* **GIVEN PROBLEM**
Locate every line in the listing below that contains the string "reflection", and copy each of those lines.

* **Coordinate annotation entries**
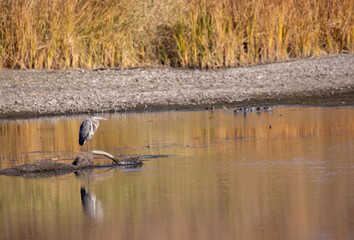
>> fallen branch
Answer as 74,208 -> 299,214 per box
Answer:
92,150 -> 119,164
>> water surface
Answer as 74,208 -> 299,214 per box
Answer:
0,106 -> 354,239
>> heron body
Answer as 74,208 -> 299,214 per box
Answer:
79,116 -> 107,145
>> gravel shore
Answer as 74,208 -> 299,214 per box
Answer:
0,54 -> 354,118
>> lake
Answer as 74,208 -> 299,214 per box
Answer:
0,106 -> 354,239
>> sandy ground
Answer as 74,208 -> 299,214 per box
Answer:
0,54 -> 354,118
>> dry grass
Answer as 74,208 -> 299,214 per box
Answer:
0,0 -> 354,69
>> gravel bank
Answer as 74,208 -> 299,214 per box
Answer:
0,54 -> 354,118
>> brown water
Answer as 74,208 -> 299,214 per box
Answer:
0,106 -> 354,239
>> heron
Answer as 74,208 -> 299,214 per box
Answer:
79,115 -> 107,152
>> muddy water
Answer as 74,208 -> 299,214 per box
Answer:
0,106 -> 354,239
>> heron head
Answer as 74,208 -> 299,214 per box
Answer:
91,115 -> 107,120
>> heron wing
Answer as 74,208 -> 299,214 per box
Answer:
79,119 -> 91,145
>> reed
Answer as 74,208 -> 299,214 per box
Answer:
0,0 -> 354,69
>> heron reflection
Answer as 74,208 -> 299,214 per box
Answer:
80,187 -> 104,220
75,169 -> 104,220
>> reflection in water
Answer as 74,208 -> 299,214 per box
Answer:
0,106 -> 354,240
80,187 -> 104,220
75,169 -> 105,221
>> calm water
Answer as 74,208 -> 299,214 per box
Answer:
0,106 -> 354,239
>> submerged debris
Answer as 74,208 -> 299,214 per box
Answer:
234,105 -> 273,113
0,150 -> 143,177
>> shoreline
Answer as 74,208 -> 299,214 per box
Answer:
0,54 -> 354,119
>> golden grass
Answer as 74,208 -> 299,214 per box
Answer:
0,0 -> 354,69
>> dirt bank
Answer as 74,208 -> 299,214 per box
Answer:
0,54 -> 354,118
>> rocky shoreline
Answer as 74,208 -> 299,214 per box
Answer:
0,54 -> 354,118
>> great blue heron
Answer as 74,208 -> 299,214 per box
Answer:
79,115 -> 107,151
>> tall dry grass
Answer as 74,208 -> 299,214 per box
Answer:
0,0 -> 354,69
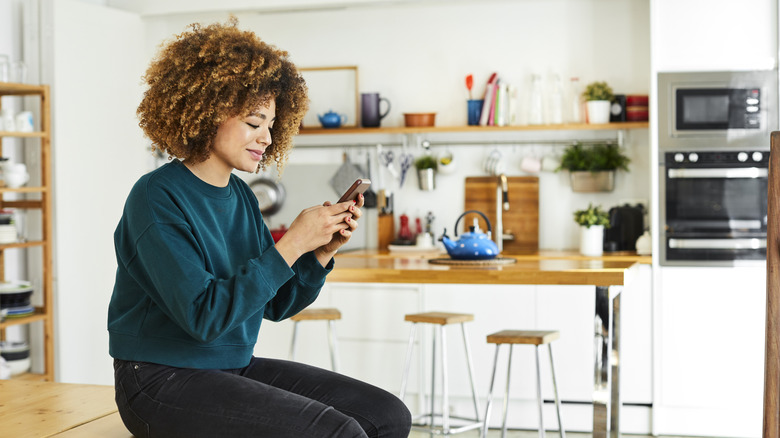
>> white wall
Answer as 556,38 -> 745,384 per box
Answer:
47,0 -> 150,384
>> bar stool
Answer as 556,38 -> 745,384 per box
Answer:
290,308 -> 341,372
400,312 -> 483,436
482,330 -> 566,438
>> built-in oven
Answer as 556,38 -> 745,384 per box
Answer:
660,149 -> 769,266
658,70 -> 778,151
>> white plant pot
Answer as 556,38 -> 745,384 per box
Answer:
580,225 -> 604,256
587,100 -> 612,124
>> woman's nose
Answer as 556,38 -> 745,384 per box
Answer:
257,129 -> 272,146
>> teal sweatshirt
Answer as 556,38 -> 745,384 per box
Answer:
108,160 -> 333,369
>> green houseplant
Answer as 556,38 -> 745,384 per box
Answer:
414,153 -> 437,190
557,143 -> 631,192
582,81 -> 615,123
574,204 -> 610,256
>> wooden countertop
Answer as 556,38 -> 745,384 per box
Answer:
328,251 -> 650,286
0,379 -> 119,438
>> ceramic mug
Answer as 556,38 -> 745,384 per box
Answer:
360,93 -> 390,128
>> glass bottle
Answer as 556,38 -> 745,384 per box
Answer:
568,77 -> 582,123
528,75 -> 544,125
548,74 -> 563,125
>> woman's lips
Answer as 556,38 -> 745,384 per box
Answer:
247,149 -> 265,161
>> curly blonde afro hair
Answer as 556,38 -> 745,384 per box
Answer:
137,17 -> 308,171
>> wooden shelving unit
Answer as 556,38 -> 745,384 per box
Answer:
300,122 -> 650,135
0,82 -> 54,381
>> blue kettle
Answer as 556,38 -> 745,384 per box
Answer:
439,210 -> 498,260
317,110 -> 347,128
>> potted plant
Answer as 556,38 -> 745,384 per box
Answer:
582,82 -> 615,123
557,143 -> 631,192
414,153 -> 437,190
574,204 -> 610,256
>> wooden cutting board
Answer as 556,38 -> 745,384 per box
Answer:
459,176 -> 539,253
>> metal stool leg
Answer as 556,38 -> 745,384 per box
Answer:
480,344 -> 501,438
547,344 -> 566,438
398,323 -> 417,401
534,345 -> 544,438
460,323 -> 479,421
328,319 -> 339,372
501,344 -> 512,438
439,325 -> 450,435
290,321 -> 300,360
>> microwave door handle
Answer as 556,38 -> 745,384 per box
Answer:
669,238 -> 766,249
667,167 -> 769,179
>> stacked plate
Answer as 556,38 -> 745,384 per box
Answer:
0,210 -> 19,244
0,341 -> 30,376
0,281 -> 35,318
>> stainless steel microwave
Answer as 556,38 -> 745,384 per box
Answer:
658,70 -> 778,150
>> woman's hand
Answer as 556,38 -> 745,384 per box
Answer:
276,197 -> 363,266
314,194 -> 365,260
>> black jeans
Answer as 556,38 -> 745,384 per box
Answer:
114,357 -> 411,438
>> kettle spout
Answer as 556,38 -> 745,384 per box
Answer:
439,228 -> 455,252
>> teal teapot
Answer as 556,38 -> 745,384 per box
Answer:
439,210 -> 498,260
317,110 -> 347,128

--

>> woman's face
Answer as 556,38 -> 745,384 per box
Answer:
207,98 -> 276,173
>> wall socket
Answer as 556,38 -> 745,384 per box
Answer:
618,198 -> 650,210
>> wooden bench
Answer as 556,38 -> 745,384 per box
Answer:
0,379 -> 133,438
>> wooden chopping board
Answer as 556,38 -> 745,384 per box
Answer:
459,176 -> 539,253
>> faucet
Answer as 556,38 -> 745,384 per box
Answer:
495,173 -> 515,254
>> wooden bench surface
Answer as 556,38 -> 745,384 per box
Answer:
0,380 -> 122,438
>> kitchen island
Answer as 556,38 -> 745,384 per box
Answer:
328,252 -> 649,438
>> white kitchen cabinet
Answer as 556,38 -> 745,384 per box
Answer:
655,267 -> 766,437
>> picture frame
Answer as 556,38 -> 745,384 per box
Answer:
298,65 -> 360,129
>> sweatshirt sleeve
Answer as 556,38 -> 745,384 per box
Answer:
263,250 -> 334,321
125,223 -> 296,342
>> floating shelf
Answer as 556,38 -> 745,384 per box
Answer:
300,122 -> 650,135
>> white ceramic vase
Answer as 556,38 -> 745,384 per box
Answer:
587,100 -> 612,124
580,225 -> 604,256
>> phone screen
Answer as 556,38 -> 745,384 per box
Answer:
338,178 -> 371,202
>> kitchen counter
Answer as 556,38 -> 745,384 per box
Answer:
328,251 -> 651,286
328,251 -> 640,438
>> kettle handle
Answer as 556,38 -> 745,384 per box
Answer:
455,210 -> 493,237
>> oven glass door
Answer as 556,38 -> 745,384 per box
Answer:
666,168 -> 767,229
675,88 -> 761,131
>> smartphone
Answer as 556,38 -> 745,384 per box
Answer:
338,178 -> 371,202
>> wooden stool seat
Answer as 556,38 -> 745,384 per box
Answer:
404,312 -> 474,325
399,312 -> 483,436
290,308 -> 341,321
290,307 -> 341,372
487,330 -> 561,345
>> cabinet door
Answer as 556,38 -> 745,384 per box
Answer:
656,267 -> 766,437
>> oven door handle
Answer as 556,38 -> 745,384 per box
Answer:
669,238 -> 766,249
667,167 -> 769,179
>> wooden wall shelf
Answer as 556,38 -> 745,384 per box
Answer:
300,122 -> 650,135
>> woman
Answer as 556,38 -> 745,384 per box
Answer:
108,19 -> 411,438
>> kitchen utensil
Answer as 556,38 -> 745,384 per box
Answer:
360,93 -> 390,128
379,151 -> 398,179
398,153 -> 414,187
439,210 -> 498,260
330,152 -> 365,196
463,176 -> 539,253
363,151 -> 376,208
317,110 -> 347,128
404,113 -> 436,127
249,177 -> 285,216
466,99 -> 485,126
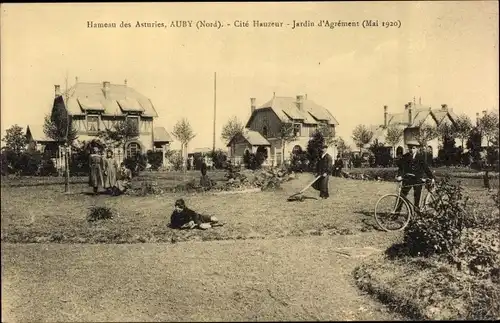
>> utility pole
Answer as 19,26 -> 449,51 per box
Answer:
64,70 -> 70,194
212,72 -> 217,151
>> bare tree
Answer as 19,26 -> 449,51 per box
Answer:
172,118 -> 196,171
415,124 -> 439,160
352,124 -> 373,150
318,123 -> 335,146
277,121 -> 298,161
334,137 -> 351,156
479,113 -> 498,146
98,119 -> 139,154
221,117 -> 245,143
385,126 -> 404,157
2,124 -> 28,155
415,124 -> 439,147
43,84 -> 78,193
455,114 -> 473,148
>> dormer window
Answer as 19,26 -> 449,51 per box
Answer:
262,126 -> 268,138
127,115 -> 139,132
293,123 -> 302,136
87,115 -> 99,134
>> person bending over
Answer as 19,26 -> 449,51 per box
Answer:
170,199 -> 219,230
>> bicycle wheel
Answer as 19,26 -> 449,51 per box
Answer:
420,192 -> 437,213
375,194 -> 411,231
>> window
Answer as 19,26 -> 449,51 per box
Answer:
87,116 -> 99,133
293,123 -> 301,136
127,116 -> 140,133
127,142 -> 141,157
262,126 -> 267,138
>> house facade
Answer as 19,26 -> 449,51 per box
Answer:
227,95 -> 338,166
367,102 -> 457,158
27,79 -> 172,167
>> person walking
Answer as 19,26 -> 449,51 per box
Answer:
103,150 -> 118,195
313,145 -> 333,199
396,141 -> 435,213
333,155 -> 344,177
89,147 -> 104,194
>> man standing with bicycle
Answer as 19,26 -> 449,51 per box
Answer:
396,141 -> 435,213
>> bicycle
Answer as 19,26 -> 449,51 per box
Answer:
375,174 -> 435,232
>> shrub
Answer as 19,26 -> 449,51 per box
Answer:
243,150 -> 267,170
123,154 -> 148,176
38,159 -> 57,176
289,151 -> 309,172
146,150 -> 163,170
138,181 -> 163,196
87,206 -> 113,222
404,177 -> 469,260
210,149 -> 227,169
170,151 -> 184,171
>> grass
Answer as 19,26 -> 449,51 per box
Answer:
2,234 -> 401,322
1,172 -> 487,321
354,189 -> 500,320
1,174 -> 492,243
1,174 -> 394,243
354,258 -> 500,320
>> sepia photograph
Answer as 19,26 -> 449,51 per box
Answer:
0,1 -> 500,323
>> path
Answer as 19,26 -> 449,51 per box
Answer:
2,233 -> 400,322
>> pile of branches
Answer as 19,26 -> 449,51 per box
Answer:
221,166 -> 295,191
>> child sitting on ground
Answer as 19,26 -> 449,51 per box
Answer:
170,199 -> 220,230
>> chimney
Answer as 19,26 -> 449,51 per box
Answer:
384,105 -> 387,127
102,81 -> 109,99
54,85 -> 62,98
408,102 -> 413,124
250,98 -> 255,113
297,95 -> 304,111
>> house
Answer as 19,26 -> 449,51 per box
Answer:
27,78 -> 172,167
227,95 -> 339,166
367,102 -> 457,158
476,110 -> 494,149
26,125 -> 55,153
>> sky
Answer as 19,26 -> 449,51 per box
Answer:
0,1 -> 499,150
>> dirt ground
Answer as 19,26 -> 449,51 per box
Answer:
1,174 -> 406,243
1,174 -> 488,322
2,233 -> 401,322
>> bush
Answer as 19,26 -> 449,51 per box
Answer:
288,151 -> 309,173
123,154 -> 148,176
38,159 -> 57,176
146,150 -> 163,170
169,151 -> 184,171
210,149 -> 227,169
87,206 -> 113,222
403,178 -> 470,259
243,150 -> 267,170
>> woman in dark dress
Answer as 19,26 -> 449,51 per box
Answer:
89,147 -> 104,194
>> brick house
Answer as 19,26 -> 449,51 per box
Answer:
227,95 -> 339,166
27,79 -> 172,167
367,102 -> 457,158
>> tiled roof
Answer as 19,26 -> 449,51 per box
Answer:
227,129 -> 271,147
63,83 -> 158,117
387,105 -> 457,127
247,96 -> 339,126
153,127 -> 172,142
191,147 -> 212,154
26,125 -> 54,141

* **RESULT BELOW**
>> heron reflection
>> reflection in water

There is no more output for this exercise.